■ **TASK REQUIREMENTS**
Gather every line of the items below that contains the string "tire", treating uppercase and lowercase as distinct.

■ **PROVIDED DATA**
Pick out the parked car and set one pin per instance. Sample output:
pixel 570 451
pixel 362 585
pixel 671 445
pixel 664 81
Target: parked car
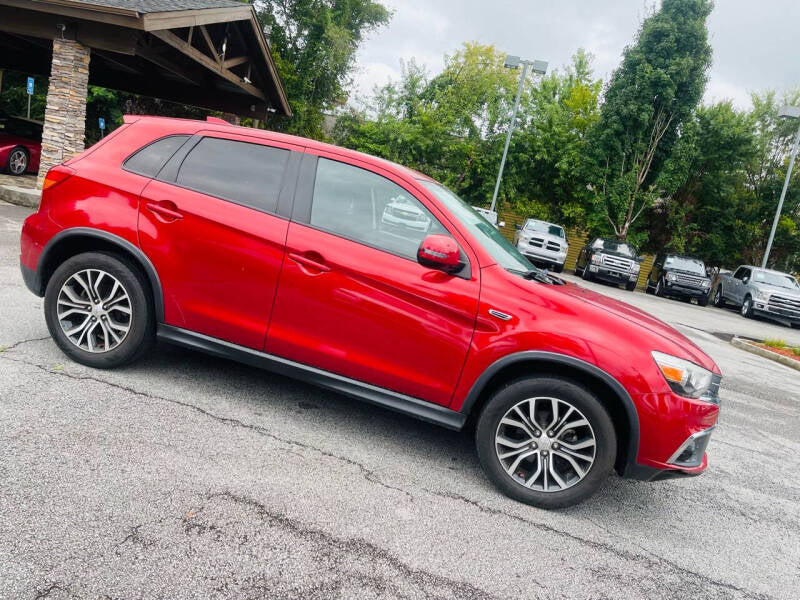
pixel 20 144
pixel 678 276
pixel 268 249
pixel 760 291
pixel 611 261
pixel 543 243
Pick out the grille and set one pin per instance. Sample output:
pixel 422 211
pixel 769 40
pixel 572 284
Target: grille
pixel 785 303
pixel 689 280
pixel 617 263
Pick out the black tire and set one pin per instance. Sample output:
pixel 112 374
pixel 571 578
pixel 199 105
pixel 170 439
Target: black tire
pixel 570 393
pixel 17 161
pixel 747 307
pixel 141 333
pixel 719 298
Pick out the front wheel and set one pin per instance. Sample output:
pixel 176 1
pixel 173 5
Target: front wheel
pixel 98 310
pixel 17 162
pixel 547 442
pixel 747 308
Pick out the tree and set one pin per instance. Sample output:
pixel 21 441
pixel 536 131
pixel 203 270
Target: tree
pixel 314 43
pixel 661 80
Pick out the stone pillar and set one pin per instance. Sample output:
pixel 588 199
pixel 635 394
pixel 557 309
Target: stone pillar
pixel 65 115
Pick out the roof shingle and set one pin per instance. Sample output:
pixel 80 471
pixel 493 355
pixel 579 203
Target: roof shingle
pixel 155 6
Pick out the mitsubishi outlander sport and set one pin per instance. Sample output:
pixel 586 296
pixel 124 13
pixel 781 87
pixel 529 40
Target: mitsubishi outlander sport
pixel 369 279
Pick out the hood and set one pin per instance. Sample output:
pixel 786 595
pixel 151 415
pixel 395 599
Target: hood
pixel 642 319
pixel 776 289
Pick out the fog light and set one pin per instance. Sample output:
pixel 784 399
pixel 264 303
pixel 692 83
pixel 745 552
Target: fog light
pixel 691 452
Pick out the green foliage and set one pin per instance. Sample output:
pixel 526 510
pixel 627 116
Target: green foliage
pixel 314 43
pixel 659 83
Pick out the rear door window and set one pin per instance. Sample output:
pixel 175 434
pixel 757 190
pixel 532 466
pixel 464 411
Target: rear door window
pixel 149 160
pixel 241 172
pixel 368 208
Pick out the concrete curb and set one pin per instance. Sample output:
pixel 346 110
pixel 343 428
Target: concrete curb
pixel 750 347
pixel 21 196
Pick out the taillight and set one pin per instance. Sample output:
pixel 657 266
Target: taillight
pixel 55 176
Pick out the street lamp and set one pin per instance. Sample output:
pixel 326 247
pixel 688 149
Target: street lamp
pixel 787 112
pixel 513 62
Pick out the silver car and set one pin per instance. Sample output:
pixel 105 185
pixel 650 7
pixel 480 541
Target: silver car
pixel 543 243
pixel 760 291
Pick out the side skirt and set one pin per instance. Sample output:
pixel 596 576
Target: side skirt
pixel 401 403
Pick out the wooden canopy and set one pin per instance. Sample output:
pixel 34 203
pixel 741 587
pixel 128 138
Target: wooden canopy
pixel 207 53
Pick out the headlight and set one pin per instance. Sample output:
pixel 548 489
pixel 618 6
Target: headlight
pixel 684 377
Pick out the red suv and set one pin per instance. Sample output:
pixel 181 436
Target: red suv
pixel 367 278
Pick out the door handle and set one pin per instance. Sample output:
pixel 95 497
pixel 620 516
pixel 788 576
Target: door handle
pixel 166 210
pixel 309 262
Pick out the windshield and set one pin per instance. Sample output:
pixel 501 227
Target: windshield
pixel 776 279
pixel 692 265
pixel 614 246
pixel 492 240
pixel 531 225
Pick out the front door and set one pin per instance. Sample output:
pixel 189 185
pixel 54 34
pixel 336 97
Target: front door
pixel 353 299
pixel 214 236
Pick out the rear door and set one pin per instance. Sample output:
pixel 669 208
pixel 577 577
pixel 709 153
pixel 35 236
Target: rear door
pixel 214 225
pixel 353 299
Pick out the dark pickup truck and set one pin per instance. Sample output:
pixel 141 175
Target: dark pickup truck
pixel 679 276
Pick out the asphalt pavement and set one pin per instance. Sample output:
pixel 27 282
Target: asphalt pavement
pixel 186 476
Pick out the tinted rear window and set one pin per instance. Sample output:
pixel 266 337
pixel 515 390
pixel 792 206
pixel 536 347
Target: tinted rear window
pixel 245 173
pixel 149 160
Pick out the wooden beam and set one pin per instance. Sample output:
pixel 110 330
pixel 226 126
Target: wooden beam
pixel 193 53
pixel 166 64
pixel 209 43
pixel 235 62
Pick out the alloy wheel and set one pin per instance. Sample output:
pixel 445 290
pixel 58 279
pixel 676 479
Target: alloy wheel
pixel 545 444
pixel 94 310
pixel 18 162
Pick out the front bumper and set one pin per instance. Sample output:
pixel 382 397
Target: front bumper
pixel 612 275
pixel 674 289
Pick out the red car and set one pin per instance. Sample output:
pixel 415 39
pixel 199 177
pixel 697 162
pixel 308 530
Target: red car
pixel 20 145
pixel 370 279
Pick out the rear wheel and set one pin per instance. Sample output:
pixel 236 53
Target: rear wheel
pixel 747 308
pixel 98 310
pixel 546 441
pixel 719 298
pixel 660 287
pixel 17 162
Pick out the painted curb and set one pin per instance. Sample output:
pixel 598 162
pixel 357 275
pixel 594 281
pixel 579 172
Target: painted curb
pixel 749 347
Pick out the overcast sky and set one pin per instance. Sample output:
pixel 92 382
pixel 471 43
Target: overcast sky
pixel 756 42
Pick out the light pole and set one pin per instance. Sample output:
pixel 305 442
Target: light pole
pixel 513 62
pixel 787 112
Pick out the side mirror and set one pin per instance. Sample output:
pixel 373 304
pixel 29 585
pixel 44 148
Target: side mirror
pixel 440 252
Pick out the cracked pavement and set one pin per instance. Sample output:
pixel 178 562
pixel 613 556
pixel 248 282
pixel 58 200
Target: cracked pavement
pixel 186 476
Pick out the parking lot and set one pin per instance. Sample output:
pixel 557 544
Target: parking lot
pixel 186 476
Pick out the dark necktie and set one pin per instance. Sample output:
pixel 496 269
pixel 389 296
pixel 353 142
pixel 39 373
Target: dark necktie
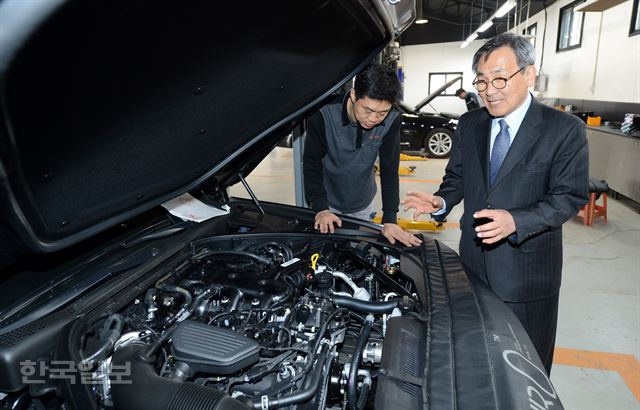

■ **SOLVED PROBLEM**
Pick out the black tire and set one pin per instance. Sample output:
Target: black tire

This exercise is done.